→ **Aim of the task**: Your task is to copy every record exactly.

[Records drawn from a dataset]

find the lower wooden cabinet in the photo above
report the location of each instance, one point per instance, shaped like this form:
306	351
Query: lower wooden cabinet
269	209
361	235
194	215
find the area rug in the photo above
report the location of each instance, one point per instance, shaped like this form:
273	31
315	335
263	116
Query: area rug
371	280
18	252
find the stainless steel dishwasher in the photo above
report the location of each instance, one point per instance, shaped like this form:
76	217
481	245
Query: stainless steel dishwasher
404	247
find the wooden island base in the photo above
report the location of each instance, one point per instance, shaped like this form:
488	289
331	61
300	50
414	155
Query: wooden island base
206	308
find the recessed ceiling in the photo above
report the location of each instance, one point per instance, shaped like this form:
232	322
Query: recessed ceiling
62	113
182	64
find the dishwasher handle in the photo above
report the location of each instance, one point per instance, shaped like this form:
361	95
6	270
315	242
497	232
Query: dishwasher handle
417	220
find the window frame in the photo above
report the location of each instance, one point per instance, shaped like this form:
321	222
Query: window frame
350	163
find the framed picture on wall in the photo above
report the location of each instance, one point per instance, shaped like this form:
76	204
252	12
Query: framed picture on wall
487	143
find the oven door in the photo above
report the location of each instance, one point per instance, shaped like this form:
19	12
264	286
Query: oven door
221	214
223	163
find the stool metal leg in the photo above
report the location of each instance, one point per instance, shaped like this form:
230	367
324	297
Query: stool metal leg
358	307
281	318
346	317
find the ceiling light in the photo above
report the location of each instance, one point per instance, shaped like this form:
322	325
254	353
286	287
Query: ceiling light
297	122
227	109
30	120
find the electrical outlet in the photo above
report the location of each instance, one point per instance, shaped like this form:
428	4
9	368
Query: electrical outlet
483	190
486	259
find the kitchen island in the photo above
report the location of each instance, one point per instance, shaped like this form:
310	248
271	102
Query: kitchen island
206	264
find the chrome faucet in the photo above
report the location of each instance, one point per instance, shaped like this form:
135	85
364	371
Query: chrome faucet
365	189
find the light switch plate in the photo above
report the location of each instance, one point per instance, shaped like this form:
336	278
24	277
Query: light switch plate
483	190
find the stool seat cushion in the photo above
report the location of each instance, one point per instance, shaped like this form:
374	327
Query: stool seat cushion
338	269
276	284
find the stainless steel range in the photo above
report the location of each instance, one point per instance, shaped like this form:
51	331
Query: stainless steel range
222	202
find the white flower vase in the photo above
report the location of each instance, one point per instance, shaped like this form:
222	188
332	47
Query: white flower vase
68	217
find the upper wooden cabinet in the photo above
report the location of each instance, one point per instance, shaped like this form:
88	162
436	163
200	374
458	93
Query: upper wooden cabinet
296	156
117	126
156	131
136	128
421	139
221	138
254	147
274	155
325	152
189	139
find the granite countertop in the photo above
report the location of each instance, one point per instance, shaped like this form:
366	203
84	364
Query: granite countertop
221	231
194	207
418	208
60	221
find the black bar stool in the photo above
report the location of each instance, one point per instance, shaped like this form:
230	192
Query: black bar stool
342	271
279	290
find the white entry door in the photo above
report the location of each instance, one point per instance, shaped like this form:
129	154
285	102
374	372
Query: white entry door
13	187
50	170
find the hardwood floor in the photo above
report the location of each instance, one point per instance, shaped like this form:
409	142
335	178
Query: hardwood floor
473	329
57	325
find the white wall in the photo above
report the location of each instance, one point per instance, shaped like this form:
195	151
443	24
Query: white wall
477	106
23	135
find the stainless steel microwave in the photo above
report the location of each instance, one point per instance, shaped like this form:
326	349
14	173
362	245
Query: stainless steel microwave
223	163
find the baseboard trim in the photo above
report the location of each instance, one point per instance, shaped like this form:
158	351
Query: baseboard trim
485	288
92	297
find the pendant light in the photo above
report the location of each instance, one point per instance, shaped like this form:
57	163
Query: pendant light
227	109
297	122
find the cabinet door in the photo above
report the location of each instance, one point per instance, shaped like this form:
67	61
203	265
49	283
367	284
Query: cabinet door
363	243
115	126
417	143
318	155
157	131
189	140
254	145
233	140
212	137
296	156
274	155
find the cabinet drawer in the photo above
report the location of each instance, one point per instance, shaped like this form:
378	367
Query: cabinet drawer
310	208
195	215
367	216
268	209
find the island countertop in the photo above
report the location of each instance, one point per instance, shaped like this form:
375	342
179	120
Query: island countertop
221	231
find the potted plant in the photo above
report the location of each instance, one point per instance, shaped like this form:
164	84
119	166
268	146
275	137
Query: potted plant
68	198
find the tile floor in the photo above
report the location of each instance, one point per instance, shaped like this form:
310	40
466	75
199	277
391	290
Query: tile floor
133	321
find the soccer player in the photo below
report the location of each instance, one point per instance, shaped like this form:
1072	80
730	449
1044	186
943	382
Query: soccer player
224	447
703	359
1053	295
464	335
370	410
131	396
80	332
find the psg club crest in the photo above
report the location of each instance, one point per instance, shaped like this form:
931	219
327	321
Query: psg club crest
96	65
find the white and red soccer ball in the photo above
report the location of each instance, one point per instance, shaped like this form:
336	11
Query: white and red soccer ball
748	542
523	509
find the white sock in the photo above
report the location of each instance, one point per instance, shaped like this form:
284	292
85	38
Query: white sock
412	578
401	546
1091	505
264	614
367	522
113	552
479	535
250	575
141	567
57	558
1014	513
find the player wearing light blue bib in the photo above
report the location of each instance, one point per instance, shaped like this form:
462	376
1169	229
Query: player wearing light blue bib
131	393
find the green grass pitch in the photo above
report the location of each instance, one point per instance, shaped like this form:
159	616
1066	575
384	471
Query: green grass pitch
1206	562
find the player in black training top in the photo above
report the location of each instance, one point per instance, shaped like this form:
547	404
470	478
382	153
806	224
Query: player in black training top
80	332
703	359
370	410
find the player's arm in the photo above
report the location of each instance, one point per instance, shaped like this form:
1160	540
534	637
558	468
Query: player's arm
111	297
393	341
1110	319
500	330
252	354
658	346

→ **Exercise response**:
find the lower wooden cabinet in the photo above
report the location of each instance, one point per instance, shaped like this form:
306	351
Query: lower wooden cabinet
269	209
361	235
194	215
find the area rug in the photo above
report the location of each instance, one point per instance, shaped like this form:
273	31
315	335
263	116
Query: area rug
371	280
18	252
find the stainless steel dishwasher in the photo above
report the location of each instance, one point per instance, shaped like this form:
76	217
481	245
Query: stainless steel dishwasher
404	247
find the wooden island base in the photo above
report the location of each instance, one point per instance, shaped like this form:
488	289
331	61
300	50
414	155
Query: wooden island base
206	308
find the recessed ceiling in the photo above
report the location of each instance, one point per instance, shaped like this form:
232	322
Query: recessed ceiling
62	113
182	64
find the dishwasher handle in the photo above
report the location of each instance, one point per instance, shaped like this form:
361	95
6	270
315	242
497	232
Query: dishwasher handle
417	220
find the window frame in the photo above
report the location of each instance, one point per instance, shaped like this form:
321	222
Query: window frame
350	163
find the framed picture on wall in the photo above
report the location of each instance, one point per instance, shaped like this form:
76	204
252	12
Query: framed picture on wall
487	143
find the oven door in the photo above
report the location of each instance, one point per instance, shaped like this form:
19	12
264	286
Query: oven door
221	214
223	163
find the stool metal leg in the photo above
report the location of each instance, one point per instance, shaped like this form:
230	367
324	297
Query: stool metal leg
358	307
281	318
346	317
find the ceiling light in the photo above
report the location of each instance, one point per instance, shaped like this form:
322	325
254	353
286	287
Query: ceiling light
297	122
227	109
30	120
find the electrical outlet in the photo above
report the location of each instance, one point per instance, shaped like this form:
428	4
9	368
Query: electrical outlet
483	190
486	259
find the kitchen island in the photo above
report the location of each instance, one point per instance, shaped like this form:
310	248
271	102
Query: kitchen island
206	264
find the chrome faucet in the photo above
report the location of each instance, one point per instance, shaped like this form:
135	85
364	371
Query: chrome faucet
365	189
find the light switch plate in the photo above
report the location of each instance, one point per instance, shaped like this form:
336	278
24	277
Query: light switch plate
483	190
find the stool seat cushion in the photo above
report the location of each instance, one point per instance, shaped like this form:
374	327
Query: stool seat cushion
338	269
276	284
find the stainless steel range in the photo above
report the location of each instance, one point per instance, shaped like this form:
51	331
Query: stainless steel range
222	202
find the white flower vase in the photo above
report the location of each instance, one point per instance, shaped like this form:
222	188
332	47
Query: white flower vase
68	217
find the upper wooden cabinet in the photo above
report the location of each instance, one point per instance, shaped like this form:
88	162
436	163
200	374
458	93
Query: upper wooden cabinet
296	156
117	126
156	131
136	128
421	139
221	138
254	147
274	155
325	152
189	139
find the granite countertop in the photo above
report the location of each instance, one point per instance, shaped like this form:
366	203
84	364
Query: granite countertop
221	231
194	207
418	208
60	221
find the black bar stool in the photo above
report the location of each instance, one point per instance, shaped like this form:
230	192
Query: black bar stool
342	271
279	290
find the white entry door in the photo above
report the location of each instance, one point per instance, shaped like this form:
129	154
285	102
374	372
Query: white entry door
13	187
50	170
find the hardwood floor in the photo above
report the location of each instance, one point per instance, shaped like this form:
409	142
335	178
Query: hardwood floor
473	329
57	325
find the white wall in the photo above
report the location of each instance, one point per instance, shaped like this form:
195	151
443	24
Query: white wall
477	106
23	135
find the stainless steel microwave in the photo above
report the location of each instance, one point per instance, shaped like this form:
326	349
14	173
362	245
Query: stainless steel microwave
223	163
find the baseboard trim in the photo above
report the location of each instance, one point per instance, shaped like this form:
158	351
Query: baseboard trim
485	288
92	297
find the pendant light in the photo above
report the location of each instance, one point per instance, shaped like this form:
57	163
Query: pendant light
227	109
297	122
find the cabinet door in the photo above
report the location of each instance, one point per instance, shaped like this form:
67	61
203	265
49	283
367	284
Query: cabinet door
363	243
115	126
417	143
318	155
157	131
189	140
254	145
233	140
212	137
296	156
274	155
find the cabinet drawer in the photo above
report the location of each instance, one point per instance, shaped like this form:
378	367
Query: cabinet drawer
310	208
195	215
367	216
268	209
find the island countertop in the photo above
report the location of each instance, one point per instance, shaped like this form:
375	342
179	120
Query: island countertop
221	231
find the potted plant in the photo above
report the location of each instance, one point per instance, shaped like this form:
164	84
119	166
268	146
275	137
Query: potted plant
68	198
find the tile floor in the photo above
report the location of each instance, one point per instance, shaped like this form:
310	40
466	75
199	277
391	290
Query: tile floor
133	321
find the soccer player in the photo below
report the location of each instance, one point per instance, shaped like this form:
1072	80
730	449
1044	186
943	382
Query: soccer player
224	447
703	359
1053	295
464	335
370	410
131	396
80	332
find the psg club crest in the photo above
report the location of each instance, one point per instance, shaped like this form:
931	219
327	321
Query: psg club crest
96	65
find the white and red soccer ball in the photo above
report the location of each instance, one point per instance, shaped like this form:
336	11
Query: white and red soccer ball
748	542
523	509
find the white sock in the photo above
report the location of each instance, one point per instance, shaped like this form:
284	292
85	38
Query: white sock
412	578
401	546
1091	505
264	614
367	522
113	552
479	535
250	575
141	567
57	558
1014	513
find the player wearing light blue bib in the photo above
report the location of each instance, one point per instance, shaped like this form:
462	376
1169	229
Query: player wearing light blue bib
131	393
find the green grass pitch in the photo above
report the location of each instance, one point per instance, shaped like this form:
159	616
1066	575
384	471
Query: green grass pitch
1206	562
find the player in black training top in the photo above
report the location of each instance, one point per instance, shaped like this form:
547	404
470	478
382	153
806	224
Query: player in black training top
80	332
703	359
370	410
find the player's arm in the photo above
report the location of each instance, one point per instance, shaped like this form:
1160	540
534	637
558	468
Query: player's arm
111	297
393	341
1110	319
500	330
252	354
658	346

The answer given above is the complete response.